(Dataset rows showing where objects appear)
--- start ---

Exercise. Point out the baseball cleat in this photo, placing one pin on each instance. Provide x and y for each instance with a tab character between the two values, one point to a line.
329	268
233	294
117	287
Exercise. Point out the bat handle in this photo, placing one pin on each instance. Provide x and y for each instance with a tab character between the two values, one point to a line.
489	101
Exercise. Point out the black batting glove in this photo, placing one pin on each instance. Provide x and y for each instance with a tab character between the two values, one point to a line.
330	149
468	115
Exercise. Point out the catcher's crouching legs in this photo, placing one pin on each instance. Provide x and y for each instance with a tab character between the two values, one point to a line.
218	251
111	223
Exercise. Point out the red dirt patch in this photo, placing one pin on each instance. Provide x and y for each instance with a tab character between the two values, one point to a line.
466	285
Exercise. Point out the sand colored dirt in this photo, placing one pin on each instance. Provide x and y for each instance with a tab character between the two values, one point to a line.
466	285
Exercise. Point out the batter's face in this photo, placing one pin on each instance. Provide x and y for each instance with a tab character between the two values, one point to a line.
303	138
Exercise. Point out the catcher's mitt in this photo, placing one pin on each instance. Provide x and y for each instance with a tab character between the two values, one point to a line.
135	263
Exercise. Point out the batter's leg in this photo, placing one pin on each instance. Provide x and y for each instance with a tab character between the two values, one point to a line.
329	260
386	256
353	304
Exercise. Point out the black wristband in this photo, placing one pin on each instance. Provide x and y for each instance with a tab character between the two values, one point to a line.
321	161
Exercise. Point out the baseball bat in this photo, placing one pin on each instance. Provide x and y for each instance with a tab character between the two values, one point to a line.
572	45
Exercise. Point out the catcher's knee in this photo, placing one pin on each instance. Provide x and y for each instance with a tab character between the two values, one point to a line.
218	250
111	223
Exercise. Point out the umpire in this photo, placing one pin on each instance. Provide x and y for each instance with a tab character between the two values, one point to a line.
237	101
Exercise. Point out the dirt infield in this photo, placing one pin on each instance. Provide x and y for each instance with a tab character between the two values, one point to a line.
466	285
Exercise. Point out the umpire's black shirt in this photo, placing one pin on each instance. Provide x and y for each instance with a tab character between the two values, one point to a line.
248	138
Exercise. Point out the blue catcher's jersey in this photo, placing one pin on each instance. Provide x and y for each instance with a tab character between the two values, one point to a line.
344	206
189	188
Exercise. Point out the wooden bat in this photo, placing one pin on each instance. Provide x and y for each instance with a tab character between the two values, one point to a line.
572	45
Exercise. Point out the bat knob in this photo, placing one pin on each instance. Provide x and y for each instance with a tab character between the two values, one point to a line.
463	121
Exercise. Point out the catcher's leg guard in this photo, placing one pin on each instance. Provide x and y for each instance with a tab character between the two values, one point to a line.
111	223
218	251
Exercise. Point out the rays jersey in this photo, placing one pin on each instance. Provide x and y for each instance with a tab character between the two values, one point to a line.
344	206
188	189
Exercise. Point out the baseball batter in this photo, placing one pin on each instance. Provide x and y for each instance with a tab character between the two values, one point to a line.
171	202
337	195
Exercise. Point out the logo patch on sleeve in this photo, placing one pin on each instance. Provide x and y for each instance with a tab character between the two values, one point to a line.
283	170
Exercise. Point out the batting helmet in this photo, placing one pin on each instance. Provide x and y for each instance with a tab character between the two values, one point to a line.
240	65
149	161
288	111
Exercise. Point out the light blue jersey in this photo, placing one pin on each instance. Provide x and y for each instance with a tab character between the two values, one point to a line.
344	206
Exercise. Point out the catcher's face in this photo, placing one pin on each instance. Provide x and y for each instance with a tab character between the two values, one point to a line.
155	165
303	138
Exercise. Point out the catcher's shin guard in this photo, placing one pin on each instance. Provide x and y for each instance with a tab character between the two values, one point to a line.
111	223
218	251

--- end ---

## Stated task
Print every item above again, line for line, without changing anything.

## Exercise result
Exercise. Point out the baseball cleat in this photo, placing one pin on each instance. Provide x and y for each instance with a tab character between the two values, one point to a line.
329	268
233	294
117	287
Exercise. Point out the bat handle in this photo, placing one pin on each instance. Provide x and y for each instance with a tab character between the two values, one point to a line.
489	101
Exercise. Point out the black batting glove in this photo, placing one pin on each instance. Provide x and y for each instance with a tab character between the two values, one point to a line.
330	149
468	115
Exercise. Point out the catcher's crouching legs in this photo, placing one pin on each instance. Provide x and y for each instance with a tab character between the two values, one point to a line.
218	251
111	223
Exercise. Point out the red dirt patch in this photo, placing one pin on each instance. Provide x and y for each instance with a tab character between the two values, one point to a line.
466	285
Exercise. Point out the sand colored dirt in this photo, placing one pin on each instance. Provide x and y for each instance with a tab character between the two values, one point to a line.
466	285
Exercise. Point out the batter's face in this photo, placing one pin on each instance. Provide x and y for each instance with a tab character between the two values, one point to a line.
303	138
Exercise. Point out the catcher's mitt in this photo, placing one pin on each instance. Provide x and y for each instance with a tab character between the two values, one point to a line.
135	263
Exercise. Point out the batter's leg in this photo, placing one pin on each instance. Provide x and y for each instance with a tab character between the two values, one point to a line.
329	260
386	256
353	304
Exercise. Point out the black wristband in this photo, placing one pin on each instance. Provide x and y for each instance with a tab character between the two values, one point to a line.
321	161
Exercise. Point out the baseball bat in this photo, placing one pin on each instance. Provide x and y for each instance with a tab character between the two values, one point to a line.
572	45
Exercise. Point out the catcher's knee in this photo, placing one pin on each instance. Provide x and y for each instance with a tab character between the two values, one point to a line.
218	250
111	223
Exercise. Point out the umpire in this photo, placing one pin on each instance. Provide x and y for each instance with a tab character between the two values, one point to a line.
237	101
Exercise. Point out the dirt infield in this photo, placing one pin on each instance. Provide x and y for each instance with a tab character between the two values, one point to a line.
466	285
Exercise. Point out the umpire's black shirt in this photo, placing one pin on each instance. Provide x and y for each instance with a tab character between the two values, one point to a line.
248	138
Exercise. Point out the blue catcher's jersey in this photo, placing one pin on each instance. Provide x and y for each instance with a tab character between the two values, one point to a line.
344	206
189	188
Exercise. Point out the wooden bat in this photo, placing one pin on each instance. Provide x and y for each instance with a tab character between the two values, one point to a line.
572	45
Exercise. Point out the bat knob in this photo, placing one pin on each instance. Provide x and y for each instance with a tab character between the two values, one point to a line.
463	121
Exercise. Point out the catcher's leg guard in this photo, placing one pin on each instance. Provide x and y for each instance with a tab character between the two values, one point to a line.
111	223
218	251
Exercise. Point out the rays jersey in this photo, placing one pin on each instance. Provide x and y for each instance with a tab character between the two values, one point to a line.
344	206
188	189
Exercise. Point out the baseball batter in this photo, placing one pin on each instance. Provide x and y for each instance with a tab character between the two values, one point to a line.
171	202
337	195
Exercise. Point out the logo patch on sleeve in this photo, placing one pin on each instance. Provide x and y for each instance with a tab character between the two values, one point to a line.
283	170
Exercise. Point out the batting helmet in this photo, placing one pin on each instance. Provide x and y for each instance with a tab character between the two values, one point to a line.
240	65
149	161
288	111
Exercise. Point out the light blue jersey in this photo, placing one pin on each instance. Provide x and y for each instance with a tab character between the two values, one point to a line.
344	206
Exercise. Point out the catcher's face in this photo, placing one pin on each instance. Provide x and y for each instance with a tab character between the two values, one point to a line.
155	165
303	138
Exercise. Point out the catcher's shin guard in this photo, placing one pin on each instance. Provide x and y for each instance with a tab character between the two values, one point to a line.
111	223
218	251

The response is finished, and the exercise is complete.